Reading passage:

The court may interpret the terms and conditions of a settlement (Fiore v. Alvord (1985) 182 Cal.App.3d 561, 566), but the court may not create material terms of a settlement, as opposed to deciding what terms the parties themselves have previously agreed upon (Weddington Productions, Inc. v. Flick (1998) 60 Cal.App.4th 793, 810).

 

II.        Discussion

 

A. Retention of Jurisdiction

           

“‘[V]oluntary dismissal of an action or special proceeding terminates the court’s jurisdiction over the matter.’ (Conservatorship of Martha P. (2004) 117 Cal.App.4th 857, 867.) ‘If requested by the parties,’ however, ‘the [trial] court may retain jurisdiction over the parties to enforce [a] settlement until performance in full of the terms of the settlement.’ (§ 664.6, italics added.)” (Mesa RHF Partners, L.P. v. City of Los Angeles (2019) 33 Cal.App.5th 913, 917.) “‘Because of its summary nature, strict compliance with the requirements of section 664.6 is prerequisite to invoking the power of the court to impose a settlement agreement.’” (Id. (quoting Sully-Miller Contracting Co. v. Gledson/Cashman Construction, Inc. (2002) 103 Cal.App.4th 30, 37).)

 

“A request for the trial court to retain jurisdiction under section 664.6 ‘must conform to the same three requirements which the Legislature and the courts have deemed necessary for section 664.6 enforcement of the settlement itself: the request must be made (1) during the pendency of the case, not after the case has been dismissed in its entirety, (2) by the parties themselves, and (3) either in a writing signed by the parties or orally before the court.’” (Id. (quoting Wackeen v. Malis (2002) 97 Cal.App.4th 429, 440).) “The ‘request must be express, not implied from other language, and it must be clear and unambiguous.’” (Id. (quoting Wackeen, supra, 97 Cal.App.4th at 440).)

 

            Here, the parties signed a Stipulation for Entry of Judgment in the Event of Default (“Stipulation”) containing the parties’ agreement for the Court to retain jurisdiction pursuant to Code of Civil Procedure §664.6 to enforce the terms of the stipulation and enter judgment in the event of default. (12-2-22 Stipulation ¶ 10.) Prior to the dismissal of this action, the Stipulation was signed by the parties and submitted to the Court. (Ibid. at pp. 4-5.) On December 6, 2022, the Court dismissed the entire case without prejudice pursuant to the Stipulation and expressly stated that it “RETAINS JURISDICTION OF THIS CASE IN ACCORDANCE WITH AND PURSUANT TO CALIFORNIA CODE OF CIVIL PROCEDURE SECTION 664.6.” (12-6-22 Order.) The Court finds that the Stipulation complies with § 664.6 requirements and the Court has retained jurisdiction to enter judgment pursuant to the parties’ Stipulation in this action.

Exercise A: According to the court ruling, on what date did the Court dismiss the entire case without prejudice?
Exercise B: Write the next part of the court ruling, picking up after its final sentence.
None of the material that comes next is relevant here.

Region outline entries:
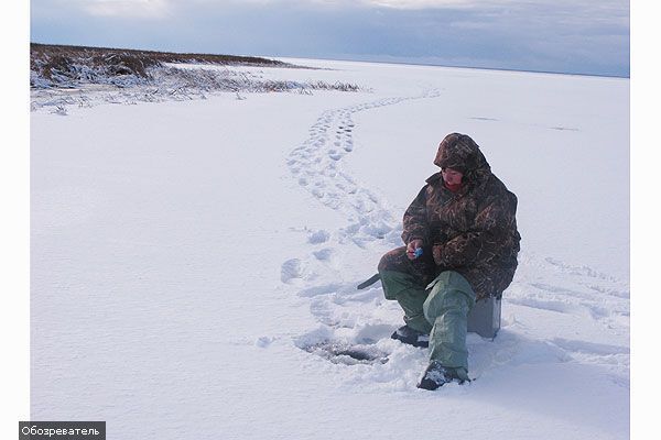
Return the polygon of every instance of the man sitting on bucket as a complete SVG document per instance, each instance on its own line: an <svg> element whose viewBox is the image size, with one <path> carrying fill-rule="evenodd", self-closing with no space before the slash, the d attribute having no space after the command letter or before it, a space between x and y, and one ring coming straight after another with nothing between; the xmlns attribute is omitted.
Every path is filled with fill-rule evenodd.
<svg viewBox="0 0 661 440"><path fill-rule="evenodd" d="M521 237L517 197L491 173L479 146L452 133L438 146L441 167L407 209L405 246L379 262L387 299L397 300L405 326L393 334L430 348L419 388L468 378L466 333L476 301L500 298L517 268Z"/></svg>

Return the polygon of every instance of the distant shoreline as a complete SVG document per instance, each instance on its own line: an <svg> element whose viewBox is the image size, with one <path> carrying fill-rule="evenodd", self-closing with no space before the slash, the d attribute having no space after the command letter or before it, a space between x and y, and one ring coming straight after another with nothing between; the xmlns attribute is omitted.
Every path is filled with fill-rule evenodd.
<svg viewBox="0 0 661 440"><path fill-rule="evenodd" d="M573 72L555 72L555 70L530 70L530 69L517 69L517 68L505 68L505 67L485 67L485 66L467 66L467 65L445 65L434 64L424 62L408 62L408 61L384 61L384 59L360 59L351 57L324 57L324 56L290 56L290 55L229 55L229 54L208 54L208 53L187 53L187 52L170 52L170 51L155 51L155 50L141 50L141 48L127 48L127 47L101 47L101 46L86 46L86 45L73 45L73 44L52 44L52 43L39 43L31 42L30 46L51 46L51 47L67 47L72 50L91 50L91 51L123 51L130 53L142 53L142 54L154 54L161 56L169 56L173 58L180 58L177 62L185 63L186 61L197 61L207 63L227 63L227 64L262 64L263 67L297 67L305 68L308 66L292 66L286 64L280 64L277 59L317 59L317 61L332 61L332 62L353 62L353 63L372 63L372 64L392 64L392 65L404 65L404 66L423 66L423 67L444 67L444 68L462 68L462 69L475 69L475 70L494 70L494 72L514 72L514 73L528 73L528 74L546 74L546 75L566 75L566 76L579 76L579 77L596 77L596 78L618 78L618 79L631 79L630 75L608 75L608 74L584 74ZM185 59L182 59L185 58ZM206 58L206 59L205 59ZM212 61L213 59L213 61Z"/></svg>

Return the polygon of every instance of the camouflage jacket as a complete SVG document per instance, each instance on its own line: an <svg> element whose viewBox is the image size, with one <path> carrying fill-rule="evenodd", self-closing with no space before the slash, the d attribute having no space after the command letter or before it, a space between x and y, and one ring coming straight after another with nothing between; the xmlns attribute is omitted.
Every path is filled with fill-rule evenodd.
<svg viewBox="0 0 661 440"><path fill-rule="evenodd" d="M453 135L454 142L446 142ZM457 141L456 136L464 139ZM442 168L462 169L463 186L452 193L441 173L427 178L404 213L402 240L408 244L421 239L433 252L436 273L460 273L478 299L499 298L517 268L521 240L517 197L491 173L479 146L468 136L448 135L434 163Z"/></svg>

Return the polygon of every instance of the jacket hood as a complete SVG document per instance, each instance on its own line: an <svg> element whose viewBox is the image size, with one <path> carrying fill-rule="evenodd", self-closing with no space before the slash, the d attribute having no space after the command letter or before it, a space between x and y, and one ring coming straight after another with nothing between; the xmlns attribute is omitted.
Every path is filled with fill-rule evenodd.
<svg viewBox="0 0 661 440"><path fill-rule="evenodd" d="M473 183L491 173L479 145L470 136L460 133L451 133L441 141L434 165L460 170L466 182Z"/></svg>

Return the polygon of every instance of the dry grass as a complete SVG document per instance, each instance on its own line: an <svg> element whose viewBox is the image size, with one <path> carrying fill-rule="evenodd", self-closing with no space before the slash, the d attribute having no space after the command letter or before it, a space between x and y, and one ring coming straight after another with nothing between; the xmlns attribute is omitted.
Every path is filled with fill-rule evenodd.
<svg viewBox="0 0 661 440"><path fill-rule="evenodd" d="M178 54L126 48L30 44L30 69L33 78L51 87L72 81L95 82L97 78L132 76L150 78L149 68L163 63L197 63L227 66L293 67L274 59L252 56ZM35 86L35 81L32 81Z"/></svg>

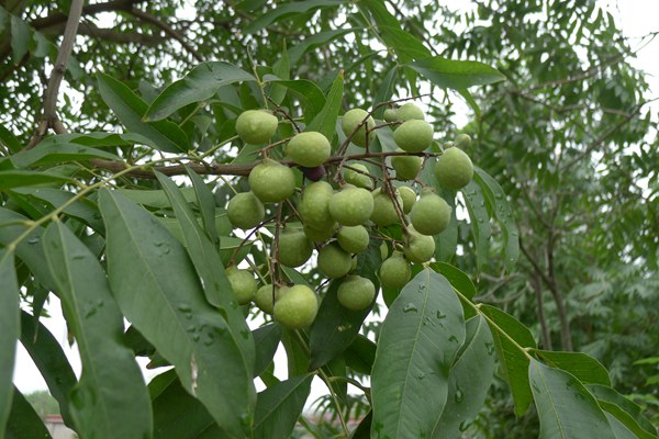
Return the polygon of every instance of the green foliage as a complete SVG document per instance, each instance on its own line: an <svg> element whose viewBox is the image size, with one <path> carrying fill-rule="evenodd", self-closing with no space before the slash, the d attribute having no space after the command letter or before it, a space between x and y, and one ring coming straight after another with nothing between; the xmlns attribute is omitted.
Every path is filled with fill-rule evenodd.
<svg viewBox="0 0 659 439"><path fill-rule="evenodd" d="M81 437L656 436L647 415L659 413L658 157L644 139L656 127L643 74L603 10L551 0L487 0L463 14L439 2L199 1L190 21L170 0L93 3L66 87L47 90L64 99L41 121L51 86L38 80L70 12L59 3L0 7L0 437L48 437L43 414L10 385L18 340ZM100 26L100 12L112 27ZM463 127L453 125L455 101L474 112ZM427 148L405 144L424 164L410 182L393 180L388 157L415 133L382 121L404 102L427 110ZM355 108L368 109L349 121L368 128L361 147L342 128ZM235 130L258 109L277 116L265 147ZM34 121L59 134L42 139ZM300 132L331 144L326 196L311 206L320 230L302 201L316 175L284 154ZM434 177L451 147L477 165L457 193ZM295 189L263 205L256 229L239 230L227 199L256 185L246 177L261 158ZM345 209L320 207L354 162L391 221L353 224ZM434 246L429 260L413 261L404 286L381 289L383 260L416 234L396 187L433 187L448 224L413 235ZM365 226L366 250L328 241L333 216ZM377 297L347 309L344 275L326 281L314 258L280 264L288 228L314 233L319 251L339 249ZM275 316L239 306L225 274L238 264L268 285L269 305L292 284L313 290L311 326L283 328L277 306ZM40 323L51 293L80 379ZM280 346L287 379L275 369ZM146 384L135 357L172 369ZM317 423L304 413L314 378L330 392Z"/></svg>

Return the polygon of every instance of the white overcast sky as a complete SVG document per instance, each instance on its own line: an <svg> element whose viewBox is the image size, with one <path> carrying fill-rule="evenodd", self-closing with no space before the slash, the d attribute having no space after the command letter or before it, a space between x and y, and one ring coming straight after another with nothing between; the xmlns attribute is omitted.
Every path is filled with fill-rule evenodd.
<svg viewBox="0 0 659 439"><path fill-rule="evenodd" d="M461 4L460 0L453 0L449 3ZM640 37L650 32L659 31L659 2L656 0L619 0L619 1L600 1L602 5L606 5L612 14L618 20L624 33L628 37ZM639 41L633 41L632 46L636 47ZM648 81L651 86L651 93L649 98L659 97L659 37L652 43L643 48L637 56L637 59L632 60L632 64L648 72ZM654 117L657 119L657 110L659 105L652 105ZM69 357L74 370L79 375L80 373L80 360L75 349L68 347L67 331L64 318L62 317L60 306L57 297L51 294L51 303L48 312L52 315L51 318L42 318L42 323L53 333L53 335L64 346L66 354ZM142 361L144 365L146 361ZM281 378L286 378L286 360L281 352L277 356L277 374ZM158 371L159 373L160 371ZM153 371L145 371L145 376L153 376ZM37 390L46 390L46 383L42 379L38 370L32 362L30 356L19 344L19 350L16 354L16 367L14 371L14 383L19 390L23 393L30 393ZM310 402L315 399L319 395L326 393L322 385L315 383L312 397Z"/></svg>

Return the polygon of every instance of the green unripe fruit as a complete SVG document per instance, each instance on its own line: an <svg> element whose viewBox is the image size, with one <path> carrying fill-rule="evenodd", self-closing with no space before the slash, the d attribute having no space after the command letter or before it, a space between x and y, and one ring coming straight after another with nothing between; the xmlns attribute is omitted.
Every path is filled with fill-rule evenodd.
<svg viewBox="0 0 659 439"><path fill-rule="evenodd" d="M326 181L316 181L304 188L298 212L305 226L323 229L334 224L334 218L330 215L330 199L333 194L334 189Z"/></svg>
<svg viewBox="0 0 659 439"><path fill-rule="evenodd" d="M458 134L456 136L455 146L460 149L468 148L471 145L471 137L469 134Z"/></svg>
<svg viewBox="0 0 659 439"><path fill-rule="evenodd" d="M410 212L410 221L422 235L437 235L450 223L451 206L436 193L424 191Z"/></svg>
<svg viewBox="0 0 659 439"><path fill-rule="evenodd" d="M275 302L275 319L288 329L302 329L313 323L319 300L306 285L293 285Z"/></svg>
<svg viewBox="0 0 659 439"><path fill-rule="evenodd" d="M288 166L264 159L247 178L249 188L264 203L279 203L295 191L295 175Z"/></svg>
<svg viewBox="0 0 659 439"><path fill-rule="evenodd" d="M284 289L288 290L288 289ZM279 297L282 295L282 289L279 288L275 288L275 302L277 302L277 300L279 300ZM254 295L254 303L256 304L256 306L258 306L258 308L260 311L263 311L266 314L270 314L272 315L272 307L273 307L273 303L272 303L272 285L271 284L265 284L261 288L259 288L258 290L256 290L256 294Z"/></svg>
<svg viewBox="0 0 659 439"><path fill-rule="evenodd" d="M236 134L248 144L265 144L275 135L278 123L270 112L247 110L236 119Z"/></svg>
<svg viewBox="0 0 659 439"><path fill-rule="evenodd" d="M417 156L392 156L391 166L399 180L414 180L421 171L423 159Z"/></svg>
<svg viewBox="0 0 659 439"><path fill-rule="evenodd" d="M473 164L463 150L448 148L437 159L435 178L445 188L461 189L473 178Z"/></svg>
<svg viewBox="0 0 659 439"><path fill-rule="evenodd" d="M433 143L433 125L417 119L403 122L393 132L393 140L407 153L422 153Z"/></svg>
<svg viewBox="0 0 659 439"><path fill-rule="evenodd" d="M368 235L368 230L364 226L343 226L338 229L336 239L338 240L340 248L347 252L358 254L368 248L370 237Z"/></svg>
<svg viewBox="0 0 659 439"><path fill-rule="evenodd" d="M279 234L279 263L286 267L300 267L311 258L313 246L304 232L284 230Z"/></svg>
<svg viewBox="0 0 659 439"><path fill-rule="evenodd" d="M398 110L396 109L384 110L384 114L382 115L382 119L384 119L384 122L398 121Z"/></svg>
<svg viewBox="0 0 659 439"><path fill-rule="evenodd" d="M238 270L235 266L228 267L224 273L238 303L246 305L252 302L258 286L254 275L248 270Z"/></svg>
<svg viewBox="0 0 659 439"><path fill-rule="evenodd" d="M366 189L348 187L330 199L330 214L344 226L364 224L372 212L373 198Z"/></svg>
<svg viewBox="0 0 659 439"><path fill-rule="evenodd" d="M330 279L343 278L350 271L353 258L336 243L327 244L319 251L319 270Z"/></svg>
<svg viewBox="0 0 659 439"><path fill-rule="evenodd" d="M421 110L412 102L402 104L398 109L396 117L399 121L403 122L412 120L425 121L425 114L423 113L423 110Z"/></svg>
<svg viewBox="0 0 659 439"><path fill-rule="evenodd" d="M266 209L254 192L241 192L228 200L226 216L234 227L247 230L264 221Z"/></svg>
<svg viewBox="0 0 659 439"><path fill-rule="evenodd" d="M395 223L400 223L400 217L395 211L393 202L389 194L382 192L380 188L376 189L371 192L373 196L373 213L371 214L370 219L378 226L386 227ZM399 205L403 205L403 200L401 200L400 195L396 191L396 196L399 201Z"/></svg>
<svg viewBox="0 0 659 439"><path fill-rule="evenodd" d="M353 274L338 285L336 297L348 309L366 309L376 299L376 285L369 279Z"/></svg>
<svg viewBox="0 0 659 439"><path fill-rule="evenodd" d="M368 115L368 112L361 109L353 109L346 114L344 114L343 121L340 122L340 127L347 137L350 134L353 134L357 125L359 125L361 121L364 121L367 116L368 120L366 121L366 123L361 125L359 130L357 130L357 133L355 133L353 137L350 137L351 143L354 143L357 146L361 146L362 148L366 147L366 127L368 125L368 130L372 130L376 126L376 121L373 121L373 119ZM371 144L375 138L376 133L370 131L368 133L368 143Z"/></svg>
<svg viewBox="0 0 659 439"><path fill-rule="evenodd" d="M402 185L398 188L399 195L403 200L403 213L410 213L414 203L416 203L416 192L410 187Z"/></svg>
<svg viewBox="0 0 659 439"><path fill-rule="evenodd" d="M369 173L368 168L360 164L350 164L350 168L359 169L362 172ZM368 189L369 191L373 189L373 180L370 177L353 169L345 168L344 179L346 180L346 183L354 184L357 188Z"/></svg>
<svg viewBox="0 0 659 439"><path fill-rule="evenodd" d="M286 146L286 155L298 165L308 168L321 166L330 157L332 146L327 137L311 131L295 134Z"/></svg>
<svg viewBox="0 0 659 439"><path fill-rule="evenodd" d="M412 268L403 254L394 251L391 258L380 266L380 281L383 285L401 289L410 282Z"/></svg>
<svg viewBox="0 0 659 439"><path fill-rule="evenodd" d="M403 246L405 257L416 263L429 261L435 256L435 239L420 234L413 226L407 227L407 243Z"/></svg>

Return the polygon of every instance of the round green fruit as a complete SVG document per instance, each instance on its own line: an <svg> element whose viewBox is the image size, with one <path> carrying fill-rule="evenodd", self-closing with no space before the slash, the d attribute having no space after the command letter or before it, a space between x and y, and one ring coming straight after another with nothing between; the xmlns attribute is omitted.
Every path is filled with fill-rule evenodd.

Exercise result A: December 6, 2022.

Exercise result B:
B. Entry of Judgment

 

The Stipulation Agreement filed on December 2, 2022, provides that Plaintiff and Defendant agreed to dismiss the action on the premise that Defendant would compensate Plaintiff for the settlement amount of $7,587.20. (12-2-22 Stipulation ¶ 4.) Pursuant to the Stipulation, Defendant’s insurance carrier Alliance United Insurance Company would make a payment of $2,587.20 within thirty (30) days of Defendant’s execution of the agreement. (Ibid. at ¶ 2(i).) Defendant would pay the remaining balance of $5,000 with a $500 down payment on or before November 1, 2022, and subsequent $50 monthly payments commencing on December 1, 2022, and continuing on the first day of each month, until the balance is paid in full. (Ibid. at ¶ 2(ii).) Defendant would also be responsible for the balance not paid by his insurance carrier. (Id. at ¶ 2(i).) All parties signed the Stipulation. (Id. at pp. 4-5.)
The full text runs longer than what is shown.